## Short task
Would you retype, word for word, the line with "Could you point to the finger" and every line after it through the end of the records below?

## Data
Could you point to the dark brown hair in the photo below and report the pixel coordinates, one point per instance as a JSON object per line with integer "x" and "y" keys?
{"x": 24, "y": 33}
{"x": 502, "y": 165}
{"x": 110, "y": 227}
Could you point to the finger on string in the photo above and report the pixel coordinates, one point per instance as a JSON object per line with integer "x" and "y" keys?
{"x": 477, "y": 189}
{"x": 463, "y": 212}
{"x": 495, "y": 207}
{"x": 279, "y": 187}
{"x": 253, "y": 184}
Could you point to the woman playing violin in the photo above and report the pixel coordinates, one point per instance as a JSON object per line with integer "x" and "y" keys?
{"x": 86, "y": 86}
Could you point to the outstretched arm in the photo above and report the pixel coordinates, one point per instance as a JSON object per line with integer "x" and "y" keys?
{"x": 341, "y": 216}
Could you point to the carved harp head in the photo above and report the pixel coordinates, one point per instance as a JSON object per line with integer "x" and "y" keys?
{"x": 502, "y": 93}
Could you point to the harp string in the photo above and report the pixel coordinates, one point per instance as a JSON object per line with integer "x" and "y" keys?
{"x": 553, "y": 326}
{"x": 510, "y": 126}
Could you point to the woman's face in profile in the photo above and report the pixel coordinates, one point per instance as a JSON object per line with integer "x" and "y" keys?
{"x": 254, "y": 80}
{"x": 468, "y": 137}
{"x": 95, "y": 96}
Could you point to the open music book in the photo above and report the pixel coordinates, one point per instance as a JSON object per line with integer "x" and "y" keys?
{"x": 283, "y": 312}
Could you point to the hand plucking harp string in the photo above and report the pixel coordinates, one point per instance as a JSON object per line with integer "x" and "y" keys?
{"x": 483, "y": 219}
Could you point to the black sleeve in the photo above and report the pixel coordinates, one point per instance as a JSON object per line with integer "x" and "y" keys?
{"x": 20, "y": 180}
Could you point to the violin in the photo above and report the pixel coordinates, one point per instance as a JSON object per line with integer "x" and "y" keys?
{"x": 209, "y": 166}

## Written answer
Could you point to the finger on string in the photo above and report the pixel coordinates, one point per instance as a JSON object per line with integer "x" and "y" keys?
{"x": 477, "y": 189}
{"x": 463, "y": 212}
{"x": 495, "y": 207}
{"x": 279, "y": 187}
{"x": 253, "y": 184}
Could you point to the woman playing violin in the photo above and report the pixel coordinates, one point per instance as a JSON object per line with integer "x" and "y" keys?
{"x": 86, "y": 86}
Could you point to the outstretched arm in the photo above and report the pixel coordinates, one point per instance as a JSON object per line with integer "x" and "y" keys?
{"x": 341, "y": 216}
Could you point to the carved harp head in the photo above and report the pixel coordinates, one point per instance as a JSON object per line with integer "x" and "y" keys?
{"x": 502, "y": 93}
Could you point to the harp string in the photo above and report the pixel coordinates, one point per instance as a JSON object per line with integer "x" and "y" keys?
{"x": 553, "y": 326}
{"x": 510, "y": 126}
Could you point to the woman's face in profile in the photo above and report the pixel coordinates, one point per instance as a JSON object per line with integer "x" and "y" keys?
{"x": 254, "y": 80}
{"x": 468, "y": 137}
{"x": 95, "y": 96}
Could you point to the open music book in the photo above and report the pixel coordinates, one point per instance as a JSON object per line with integer "x" and "y" keys?
{"x": 283, "y": 312}
Could you point to the hand plucking harp string in the photo above and report the pixel coordinates, one point per instance as a JSON object per line with integer "x" and "y" keys?
{"x": 483, "y": 219}
Could you point to the black sleeve in the photo above and report the pixel coordinates, one point per instance as a JSON object per line with integer "x" and "y" keys?
{"x": 20, "y": 180}
Could you point to the violin in the photo above and report the pixel coordinates, one point per instance as a JSON object per line with integer "x" and "y" keys?
{"x": 209, "y": 166}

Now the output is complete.